*PROBLEM DETAILS*: Copy out the lines below verbatim, from the line that contains "The metadata for the image above tags the foremast." down to the line that contains "330 83 361 210", including both of those lines.

*PROVIDED DATA*:
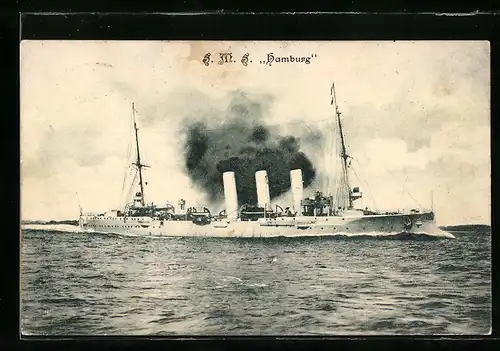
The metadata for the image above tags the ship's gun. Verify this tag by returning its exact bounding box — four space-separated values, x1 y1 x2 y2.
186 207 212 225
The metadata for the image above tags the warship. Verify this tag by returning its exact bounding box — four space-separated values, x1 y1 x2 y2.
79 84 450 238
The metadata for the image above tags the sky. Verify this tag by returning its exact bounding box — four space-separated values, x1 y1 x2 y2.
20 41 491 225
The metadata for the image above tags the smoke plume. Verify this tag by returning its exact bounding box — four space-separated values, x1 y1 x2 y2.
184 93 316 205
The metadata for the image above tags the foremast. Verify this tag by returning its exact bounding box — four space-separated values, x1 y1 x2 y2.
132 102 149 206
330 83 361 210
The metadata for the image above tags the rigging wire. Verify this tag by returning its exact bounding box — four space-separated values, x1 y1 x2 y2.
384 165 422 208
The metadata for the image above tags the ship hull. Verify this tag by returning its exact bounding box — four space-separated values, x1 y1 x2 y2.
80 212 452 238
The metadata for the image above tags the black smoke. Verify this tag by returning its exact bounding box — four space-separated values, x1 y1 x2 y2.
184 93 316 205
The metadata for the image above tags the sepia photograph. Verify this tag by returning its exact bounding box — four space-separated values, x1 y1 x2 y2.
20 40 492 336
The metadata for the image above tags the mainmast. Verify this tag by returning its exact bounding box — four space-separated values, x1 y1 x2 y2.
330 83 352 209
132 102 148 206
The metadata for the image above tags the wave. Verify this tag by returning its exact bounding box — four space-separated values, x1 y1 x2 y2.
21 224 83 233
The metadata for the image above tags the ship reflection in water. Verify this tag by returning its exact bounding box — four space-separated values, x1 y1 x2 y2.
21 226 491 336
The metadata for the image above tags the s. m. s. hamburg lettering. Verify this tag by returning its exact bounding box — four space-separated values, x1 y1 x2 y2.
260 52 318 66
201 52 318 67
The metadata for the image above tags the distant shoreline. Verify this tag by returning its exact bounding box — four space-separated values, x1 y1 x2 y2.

*TASK RESPONSE*:
The metadata for the image above tags the foremast. Verify this tag by returning its exact bounding box — four space-separated values, x1 y1 x2 y2.
132 102 149 206
330 83 361 210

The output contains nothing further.